Rewrite the material below from the line with "Task: Where can the woman's hand" up to and including the line with "[[284, 135], [395, 210], [101, 339]]", keeping every line, and shift each point coordinate in the answers up by 36.

#####

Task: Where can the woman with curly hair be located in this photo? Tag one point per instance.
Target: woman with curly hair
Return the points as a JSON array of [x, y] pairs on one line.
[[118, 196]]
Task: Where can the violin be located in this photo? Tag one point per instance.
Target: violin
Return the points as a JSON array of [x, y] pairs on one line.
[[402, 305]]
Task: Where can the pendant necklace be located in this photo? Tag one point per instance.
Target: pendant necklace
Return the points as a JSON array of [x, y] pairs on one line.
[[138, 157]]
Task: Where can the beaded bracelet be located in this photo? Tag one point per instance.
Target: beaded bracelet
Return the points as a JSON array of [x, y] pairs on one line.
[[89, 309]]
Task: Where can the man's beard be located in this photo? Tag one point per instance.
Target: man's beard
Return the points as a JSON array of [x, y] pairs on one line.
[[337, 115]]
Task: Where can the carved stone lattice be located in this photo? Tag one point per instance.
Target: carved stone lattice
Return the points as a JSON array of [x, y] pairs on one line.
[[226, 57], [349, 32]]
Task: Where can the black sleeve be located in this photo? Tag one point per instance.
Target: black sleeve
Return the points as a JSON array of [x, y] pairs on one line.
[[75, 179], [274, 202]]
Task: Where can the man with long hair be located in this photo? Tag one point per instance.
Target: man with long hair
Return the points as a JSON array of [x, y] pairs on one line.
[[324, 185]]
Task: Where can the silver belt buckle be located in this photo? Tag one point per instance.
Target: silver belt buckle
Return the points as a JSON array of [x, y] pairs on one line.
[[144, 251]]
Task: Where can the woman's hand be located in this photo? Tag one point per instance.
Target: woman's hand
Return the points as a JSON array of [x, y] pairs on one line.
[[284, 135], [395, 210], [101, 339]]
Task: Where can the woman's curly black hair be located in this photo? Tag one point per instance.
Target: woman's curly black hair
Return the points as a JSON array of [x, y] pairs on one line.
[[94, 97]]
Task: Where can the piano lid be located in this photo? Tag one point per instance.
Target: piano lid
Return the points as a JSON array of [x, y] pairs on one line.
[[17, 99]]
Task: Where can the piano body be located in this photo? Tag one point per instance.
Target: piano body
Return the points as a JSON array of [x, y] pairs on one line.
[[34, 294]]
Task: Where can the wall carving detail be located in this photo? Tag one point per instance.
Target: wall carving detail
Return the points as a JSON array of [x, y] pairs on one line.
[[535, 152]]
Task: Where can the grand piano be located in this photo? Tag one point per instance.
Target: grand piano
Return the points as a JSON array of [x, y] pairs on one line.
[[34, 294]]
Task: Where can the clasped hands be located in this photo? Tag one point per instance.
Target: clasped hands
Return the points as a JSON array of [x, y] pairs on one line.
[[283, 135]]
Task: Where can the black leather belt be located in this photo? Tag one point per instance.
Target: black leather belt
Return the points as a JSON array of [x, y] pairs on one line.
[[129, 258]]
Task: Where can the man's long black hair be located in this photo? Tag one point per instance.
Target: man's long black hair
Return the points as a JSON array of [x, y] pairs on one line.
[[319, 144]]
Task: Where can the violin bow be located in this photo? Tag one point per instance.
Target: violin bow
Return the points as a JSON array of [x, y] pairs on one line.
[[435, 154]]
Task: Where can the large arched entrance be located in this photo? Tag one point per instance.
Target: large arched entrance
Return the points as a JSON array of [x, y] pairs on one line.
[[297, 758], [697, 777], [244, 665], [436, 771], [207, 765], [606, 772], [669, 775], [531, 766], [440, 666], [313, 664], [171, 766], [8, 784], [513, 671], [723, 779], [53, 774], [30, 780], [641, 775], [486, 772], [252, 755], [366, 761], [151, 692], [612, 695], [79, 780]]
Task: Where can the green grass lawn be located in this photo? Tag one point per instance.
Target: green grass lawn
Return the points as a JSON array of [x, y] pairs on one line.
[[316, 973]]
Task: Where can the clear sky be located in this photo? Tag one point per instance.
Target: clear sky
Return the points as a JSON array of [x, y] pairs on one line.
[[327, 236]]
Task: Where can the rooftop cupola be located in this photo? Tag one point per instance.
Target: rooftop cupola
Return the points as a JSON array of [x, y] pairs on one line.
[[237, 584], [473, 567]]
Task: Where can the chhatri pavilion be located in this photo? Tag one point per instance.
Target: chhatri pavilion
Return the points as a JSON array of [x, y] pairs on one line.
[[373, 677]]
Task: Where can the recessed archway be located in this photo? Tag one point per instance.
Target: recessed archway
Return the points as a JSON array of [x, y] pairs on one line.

#####

Final answer:
Task: Where can the woman's hand be located in this photo? Tag one point per instance.
Target: woman's hand
Return the points as a JSON array of [x, y] pairs on one line.
[[320, 171], [431, 246], [137, 375]]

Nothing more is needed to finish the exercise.